**INSTRUCTIONS TO FOLLOW**:
Word for word, restate every line of the listing that follows.

(Point labeling examples)
** begin **

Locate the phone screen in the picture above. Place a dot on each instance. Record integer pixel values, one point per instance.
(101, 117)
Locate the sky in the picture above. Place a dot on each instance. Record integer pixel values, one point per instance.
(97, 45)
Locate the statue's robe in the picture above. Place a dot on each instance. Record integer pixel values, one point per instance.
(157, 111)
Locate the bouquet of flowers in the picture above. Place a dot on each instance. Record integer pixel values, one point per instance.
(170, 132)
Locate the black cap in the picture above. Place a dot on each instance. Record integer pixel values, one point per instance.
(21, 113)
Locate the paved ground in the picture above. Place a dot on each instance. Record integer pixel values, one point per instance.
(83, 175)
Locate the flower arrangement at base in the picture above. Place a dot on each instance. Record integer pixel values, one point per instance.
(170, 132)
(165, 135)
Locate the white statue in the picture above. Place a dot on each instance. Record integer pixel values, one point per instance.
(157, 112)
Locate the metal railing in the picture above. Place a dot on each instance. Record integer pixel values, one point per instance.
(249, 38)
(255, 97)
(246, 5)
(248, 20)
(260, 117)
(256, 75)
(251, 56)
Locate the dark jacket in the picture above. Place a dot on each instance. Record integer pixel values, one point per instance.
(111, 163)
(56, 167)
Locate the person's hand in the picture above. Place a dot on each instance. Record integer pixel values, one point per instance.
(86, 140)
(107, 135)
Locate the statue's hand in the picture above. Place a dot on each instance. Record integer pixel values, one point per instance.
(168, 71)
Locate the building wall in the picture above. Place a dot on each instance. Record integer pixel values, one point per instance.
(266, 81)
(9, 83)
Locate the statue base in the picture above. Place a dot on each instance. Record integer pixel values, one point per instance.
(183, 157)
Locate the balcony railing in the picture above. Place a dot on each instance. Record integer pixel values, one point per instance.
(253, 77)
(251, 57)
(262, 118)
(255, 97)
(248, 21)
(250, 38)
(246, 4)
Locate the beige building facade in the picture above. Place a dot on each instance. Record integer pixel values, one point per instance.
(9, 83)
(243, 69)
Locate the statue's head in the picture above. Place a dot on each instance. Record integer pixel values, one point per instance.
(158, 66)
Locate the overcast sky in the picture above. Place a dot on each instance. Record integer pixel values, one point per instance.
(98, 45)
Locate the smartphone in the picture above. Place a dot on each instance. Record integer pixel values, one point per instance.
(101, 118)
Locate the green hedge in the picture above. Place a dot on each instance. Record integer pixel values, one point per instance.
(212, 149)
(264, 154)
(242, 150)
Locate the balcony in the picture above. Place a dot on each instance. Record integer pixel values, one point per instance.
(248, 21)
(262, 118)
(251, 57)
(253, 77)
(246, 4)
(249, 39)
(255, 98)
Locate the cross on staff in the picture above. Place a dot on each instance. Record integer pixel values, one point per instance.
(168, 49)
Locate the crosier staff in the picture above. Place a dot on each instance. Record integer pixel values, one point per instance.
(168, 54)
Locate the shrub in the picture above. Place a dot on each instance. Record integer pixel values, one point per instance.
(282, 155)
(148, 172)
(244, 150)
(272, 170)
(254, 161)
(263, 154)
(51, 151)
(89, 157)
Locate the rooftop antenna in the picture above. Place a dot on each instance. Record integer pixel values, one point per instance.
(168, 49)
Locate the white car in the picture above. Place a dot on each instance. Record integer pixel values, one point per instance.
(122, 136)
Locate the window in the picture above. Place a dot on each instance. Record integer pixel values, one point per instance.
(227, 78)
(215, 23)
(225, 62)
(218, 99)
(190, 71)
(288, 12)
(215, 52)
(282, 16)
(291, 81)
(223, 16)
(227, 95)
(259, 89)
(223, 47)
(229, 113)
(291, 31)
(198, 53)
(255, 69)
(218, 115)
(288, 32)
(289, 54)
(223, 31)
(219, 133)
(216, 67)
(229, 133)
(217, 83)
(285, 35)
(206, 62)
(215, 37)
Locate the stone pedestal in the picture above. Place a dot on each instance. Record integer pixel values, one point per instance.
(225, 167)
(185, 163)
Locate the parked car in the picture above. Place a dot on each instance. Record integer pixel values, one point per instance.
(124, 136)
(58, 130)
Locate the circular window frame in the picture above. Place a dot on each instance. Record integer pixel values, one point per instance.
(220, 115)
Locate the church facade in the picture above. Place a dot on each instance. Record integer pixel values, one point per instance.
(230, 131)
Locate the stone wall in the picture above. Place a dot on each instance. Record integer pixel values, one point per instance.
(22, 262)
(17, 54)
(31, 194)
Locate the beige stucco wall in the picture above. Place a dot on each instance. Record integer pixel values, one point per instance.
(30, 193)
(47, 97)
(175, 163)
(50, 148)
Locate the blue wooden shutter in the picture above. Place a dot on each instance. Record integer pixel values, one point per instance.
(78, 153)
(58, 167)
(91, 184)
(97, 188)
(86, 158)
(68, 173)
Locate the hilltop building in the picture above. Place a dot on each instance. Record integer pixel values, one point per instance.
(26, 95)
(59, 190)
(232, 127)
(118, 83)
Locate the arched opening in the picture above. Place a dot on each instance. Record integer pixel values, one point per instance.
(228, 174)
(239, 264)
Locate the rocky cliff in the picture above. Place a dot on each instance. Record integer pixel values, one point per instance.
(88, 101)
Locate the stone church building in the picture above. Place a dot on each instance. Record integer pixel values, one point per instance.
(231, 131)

** end **

**COMPLETE ANSWER**:
Locate the phone screen in the picture above. Place a dot on each instance. Record integer pixel values, one point per instance.
(101, 117)
Locate the sky in the picture above. Place a dot on each instance. Record integer pixel values, one point per instance.
(97, 45)
Locate the statue's robe in the picture above. Place a dot on each instance. Record integer pixel values, one point per instance.
(157, 111)
Locate the bouquet of flowers in the picture above. Place a dot on each instance. Record integer pixel values, one point per instance.
(170, 132)
Locate the black cap in the picture above. Place a dot on each instance. Record integer pixel values, one point per instance.
(21, 113)
Locate the paved ground in the picture above. Place a dot on each instance. Record integer pixel values, one point per instance.
(83, 175)
Locate the flower arrangement at base in the picture above. Place a dot on each instance. Record integer pixel values, one point per instance.
(170, 132)
(165, 135)
Locate the white statue in the picture above. Place a dot on each instance. Record integer pixel values, one point per instance.
(157, 112)
Locate the metal railing in the picture above. Place a dot on each instance. Record integer pixel values, one point per instance.
(249, 38)
(255, 97)
(246, 5)
(248, 20)
(260, 117)
(256, 75)
(251, 56)
Locate the dark jacket in the picture above. Place a dot on each instance. Record integer pixel values, one point per instance.
(111, 163)
(56, 167)
Locate the person's hand in the picture above. Place a dot on each instance. Record integer pixel values, one point per instance.
(86, 140)
(107, 135)
Locate the statue's hand in the picture above. Place a dot on each instance. Record integer pixel values, one point per instance.
(168, 71)
Locate the building wall in the picture above. Place a dot on each instance. Record integer pixel values, one point per instance.
(266, 81)
(9, 83)
Locate the statue base in the picture above. Place a dot on each instance. Record integer pixel values, one point per instance.
(183, 157)
Locate the balcony railing in the picture above. Place a dot on each instance. Record integer pixel values, one point per instance.
(253, 77)
(251, 57)
(262, 118)
(255, 97)
(248, 21)
(250, 38)
(246, 4)
Locate the beige building facade in the picture above. Place a dot on each instance. Record integer pixel values, one point per instance.
(9, 83)
(243, 69)
Locate the statue's head in the picture above. Place a dot on each instance. Record integer pixel values, one point per instance.
(158, 66)
Locate the overcast sky in the picture above. Place a dot on each instance. Record integer pixel values, one point per instance.
(98, 45)
Locate the smartphone in the picture above. Place a dot on each instance. Record integer pixel values, one point per instance.
(101, 118)
Locate the green hedge in the picture above. Place a dot on each instance. Record integer pixel values, one point per instance.
(212, 149)
(264, 154)
(242, 150)
Locate the balcony in the picture above. Place a dot on each instance. Record integer pixel values, one point per instance.
(248, 21)
(262, 118)
(251, 57)
(253, 77)
(246, 4)
(249, 39)
(255, 98)
Locate the cross on staff in the picture above. Place a dot on each instance. Record integer pixel values, one point per instance.
(168, 49)
Locate the crosier staff in the picture above. Place a dot on each instance. Record integer pixel values, one point per instance.
(168, 54)
Locate the shrub in the picture above. Place a dot on each instance. Record integer pixel values, one point per instance.
(282, 155)
(148, 172)
(244, 150)
(272, 170)
(254, 161)
(263, 154)
(51, 151)
(89, 157)
Locate the rooftop antenna in the picture above. Place a dot on each instance. Record integer pixel values, one point per instance.
(168, 49)
Locate the white car in the picture above. Place a dot on each instance. Record integer pixel values, one point per instance.
(122, 136)
Locate the window in the picture above. Place a dot on each instance. Record integer pixel values, one point per instance.
(227, 78)
(215, 23)
(225, 62)
(218, 99)
(190, 71)
(288, 12)
(215, 52)
(282, 16)
(291, 81)
(223, 16)
(227, 95)
(259, 89)
(223, 47)
(229, 113)
(291, 31)
(198, 53)
(255, 69)
(218, 115)
(288, 32)
(289, 54)
(223, 31)
(219, 133)
(216, 67)
(229, 133)
(217, 83)
(285, 35)
(206, 62)
(215, 37)
Locate the stone pedestal in the picture above. Place a dot on each instance. Record integer pixel values, one point per instance.
(225, 167)
(185, 163)
Locate the parked car in the picture above. Place a dot on each instance. Record integer pixel values, one point per instance.
(124, 136)
(58, 130)
Locate the circular window frame in the picture above. Place a dot on each instance. Record integer pixel values, one point per instance.
(220, 115)
Locate the church facade in the picture above. Place a dot on each instance. Record integer pixel values, one point per instance.
(230, 131)
Locate the stone wall in the picture above. Place a dot on each instance. Record integer pixel values, one point per instance.
(22, 262)
(17, 54)
(31, 194)
Locate the beige stucco wall in the picture above. Place a dot on each instance. Record integer pixel values, one point per instance.
(30, 193)
(47, 97)
(175, 163)
(50, 148)
Locate the blue wooden shutter in the picture above. Place a dot on each instance. Record integer pixel values, one point per instance.
(78, 153)
(58, 167)
(91, 184)
(97, 188)
(86, 158)
(68, 173)
Locate the hilltop building in the picture above. Place a dot on each instance. Record integer pixel values, one point per instance.
(26, 95)
(59, 190)
(232, 127)
(118, 83)
Locate the arched opening in the picture above. Place a dot on each instance. Record integer pixel values, one point per instance.
(228, 174)
(239, 264)
Locate the rocky cliff in the picture above. Place a dot on each instance. Record integer pixel values, one point per instance.
(88, 101)
Locate the stone church building in the picture above. Place a dot on each instance. Record integer pixel values, one point per instance.
(231, 131)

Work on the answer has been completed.